*Exercise objective*
Write out the records verbatim, starting at the line containing "tree, I would be grateful." and ending at the last line of the records.

*Dataset entries*
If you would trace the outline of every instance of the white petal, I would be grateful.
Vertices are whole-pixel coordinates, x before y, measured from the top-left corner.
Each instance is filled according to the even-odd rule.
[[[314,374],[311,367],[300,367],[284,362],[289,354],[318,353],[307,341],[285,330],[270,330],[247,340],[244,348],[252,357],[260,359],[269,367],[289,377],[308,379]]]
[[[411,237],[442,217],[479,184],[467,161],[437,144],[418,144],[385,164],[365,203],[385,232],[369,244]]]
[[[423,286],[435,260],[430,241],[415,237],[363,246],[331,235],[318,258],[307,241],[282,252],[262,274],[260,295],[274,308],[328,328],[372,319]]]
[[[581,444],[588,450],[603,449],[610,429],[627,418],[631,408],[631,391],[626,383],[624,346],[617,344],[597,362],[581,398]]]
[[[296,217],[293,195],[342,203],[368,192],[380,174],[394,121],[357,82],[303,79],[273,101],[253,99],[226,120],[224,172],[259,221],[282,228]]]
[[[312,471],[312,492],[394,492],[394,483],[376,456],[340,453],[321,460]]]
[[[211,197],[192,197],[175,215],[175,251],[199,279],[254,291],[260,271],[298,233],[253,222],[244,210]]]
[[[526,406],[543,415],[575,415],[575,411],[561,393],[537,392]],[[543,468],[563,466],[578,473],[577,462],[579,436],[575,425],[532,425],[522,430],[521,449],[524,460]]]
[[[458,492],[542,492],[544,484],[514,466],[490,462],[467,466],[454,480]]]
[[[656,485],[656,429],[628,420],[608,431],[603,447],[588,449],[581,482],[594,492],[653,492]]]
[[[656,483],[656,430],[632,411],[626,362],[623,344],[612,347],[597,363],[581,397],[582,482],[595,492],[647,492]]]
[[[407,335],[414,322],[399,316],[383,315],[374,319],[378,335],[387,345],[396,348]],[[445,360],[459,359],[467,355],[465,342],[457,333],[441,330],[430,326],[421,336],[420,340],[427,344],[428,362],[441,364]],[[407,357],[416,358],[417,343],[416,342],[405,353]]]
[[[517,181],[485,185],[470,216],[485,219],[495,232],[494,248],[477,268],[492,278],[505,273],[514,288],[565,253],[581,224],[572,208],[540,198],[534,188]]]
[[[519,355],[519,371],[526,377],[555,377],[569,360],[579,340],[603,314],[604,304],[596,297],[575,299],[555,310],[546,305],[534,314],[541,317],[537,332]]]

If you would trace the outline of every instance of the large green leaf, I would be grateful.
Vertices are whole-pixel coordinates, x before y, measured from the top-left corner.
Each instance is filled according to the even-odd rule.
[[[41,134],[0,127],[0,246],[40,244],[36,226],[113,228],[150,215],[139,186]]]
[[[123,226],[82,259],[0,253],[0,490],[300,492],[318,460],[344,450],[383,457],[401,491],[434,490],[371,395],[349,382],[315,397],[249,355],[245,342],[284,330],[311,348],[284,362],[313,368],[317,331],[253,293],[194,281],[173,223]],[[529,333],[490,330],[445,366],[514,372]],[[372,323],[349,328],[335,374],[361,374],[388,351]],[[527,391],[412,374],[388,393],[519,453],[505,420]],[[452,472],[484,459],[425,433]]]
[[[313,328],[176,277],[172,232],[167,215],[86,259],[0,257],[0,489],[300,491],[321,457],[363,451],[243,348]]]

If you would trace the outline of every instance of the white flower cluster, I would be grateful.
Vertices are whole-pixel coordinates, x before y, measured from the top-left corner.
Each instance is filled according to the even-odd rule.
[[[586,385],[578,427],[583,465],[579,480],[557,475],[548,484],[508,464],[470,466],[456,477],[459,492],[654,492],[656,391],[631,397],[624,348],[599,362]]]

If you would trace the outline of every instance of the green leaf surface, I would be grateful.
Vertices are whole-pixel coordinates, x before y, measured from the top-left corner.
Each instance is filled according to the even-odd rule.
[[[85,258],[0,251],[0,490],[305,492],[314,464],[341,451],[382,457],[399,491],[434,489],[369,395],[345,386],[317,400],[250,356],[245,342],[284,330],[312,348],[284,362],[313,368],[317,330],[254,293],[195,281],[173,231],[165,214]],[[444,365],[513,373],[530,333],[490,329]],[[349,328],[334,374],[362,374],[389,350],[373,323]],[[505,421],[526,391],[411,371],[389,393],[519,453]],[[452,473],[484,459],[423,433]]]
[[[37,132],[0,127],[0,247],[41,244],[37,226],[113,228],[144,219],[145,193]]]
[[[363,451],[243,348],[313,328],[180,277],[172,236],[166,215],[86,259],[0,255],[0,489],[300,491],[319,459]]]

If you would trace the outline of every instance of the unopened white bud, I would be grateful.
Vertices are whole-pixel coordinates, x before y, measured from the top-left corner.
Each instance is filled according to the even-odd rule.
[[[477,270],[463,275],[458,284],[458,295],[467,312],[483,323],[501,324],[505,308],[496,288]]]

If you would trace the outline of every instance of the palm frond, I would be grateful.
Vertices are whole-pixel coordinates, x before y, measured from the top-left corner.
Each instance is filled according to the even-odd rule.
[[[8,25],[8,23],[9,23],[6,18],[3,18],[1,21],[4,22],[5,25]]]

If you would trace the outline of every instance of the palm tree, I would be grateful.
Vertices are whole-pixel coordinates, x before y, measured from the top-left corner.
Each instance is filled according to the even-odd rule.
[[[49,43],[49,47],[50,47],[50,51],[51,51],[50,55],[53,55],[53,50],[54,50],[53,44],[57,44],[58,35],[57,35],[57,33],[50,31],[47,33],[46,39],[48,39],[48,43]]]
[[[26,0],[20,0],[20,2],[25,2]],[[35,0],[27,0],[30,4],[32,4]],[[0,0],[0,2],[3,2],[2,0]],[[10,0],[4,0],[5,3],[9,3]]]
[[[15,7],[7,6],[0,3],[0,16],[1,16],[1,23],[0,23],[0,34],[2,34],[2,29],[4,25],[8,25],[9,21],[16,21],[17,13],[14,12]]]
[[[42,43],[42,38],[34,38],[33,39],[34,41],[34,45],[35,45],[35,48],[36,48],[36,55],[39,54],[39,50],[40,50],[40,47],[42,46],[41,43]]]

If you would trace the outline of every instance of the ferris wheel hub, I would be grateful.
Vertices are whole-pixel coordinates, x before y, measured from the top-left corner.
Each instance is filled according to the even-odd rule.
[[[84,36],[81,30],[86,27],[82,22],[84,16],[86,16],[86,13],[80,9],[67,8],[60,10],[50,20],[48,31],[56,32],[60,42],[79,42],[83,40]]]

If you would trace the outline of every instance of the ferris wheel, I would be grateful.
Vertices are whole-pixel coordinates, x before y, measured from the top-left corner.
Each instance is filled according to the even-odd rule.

*Result*
If you would trace the outline of every instance of the palm tree, I would be grateful.
Vertices are whole-pixel coordinates, x before y, measured from the top-left corner.
Each instance is filled according to the even-odd rule.
[[[49,43],[49,47],[50,47],[50,51],[51,51],[50,55],[53,55],[53,50],[54,50],[53,44],[57,44],[58,35],[57,35],[57,33],[50,31],[47,33],[46,39],[48,39],[48,43]]]
[[[26,0],[20,0],[20,2],[25,2]],[[35,0],[27,0],[30,4],[32,4]],[[0,0],[0,2],[3,2],[2,0]],[[10,0],[4,0],[5,3],[9,3]]]
[[[15,7],[7,6],[0,3],[0,16],[1,16],[1,23],[0,23],[0,34],[2,34],[2,29],[4,25],[8,25],[9,21],[16,21],[17,13],[14,12]]]
[[[42,43],[42,38],[34,38],[33,39],[34,41],[34,45],[35,45],[35,48],[36,48],[36,55],[39,54],[39,50],[40,50],[40,47],[42,46],[41,43]]]

If you would trace the outline of every instance of the ferris wheel hub, I would be grateful.
Vertices are whole-pixel coordinates, x before y, measured from the top-left corner.
Each instance is filled according to the even-odd rule.
[[[84,36],[81,30],[86,27],[82,22],[84,16],[86,16],[86,13],[80,9],[67,8],[60,10],[50,20],[48,31],[56,32],[60,42],[79,42],[83,40]]]

If you would trace the outline of every instance of the ferris wheel, I would be grateful.
Vertices are whole-pixel coordinates, x before y, measured from the top-left corner.
Each instance is filled according to the even-odd rule.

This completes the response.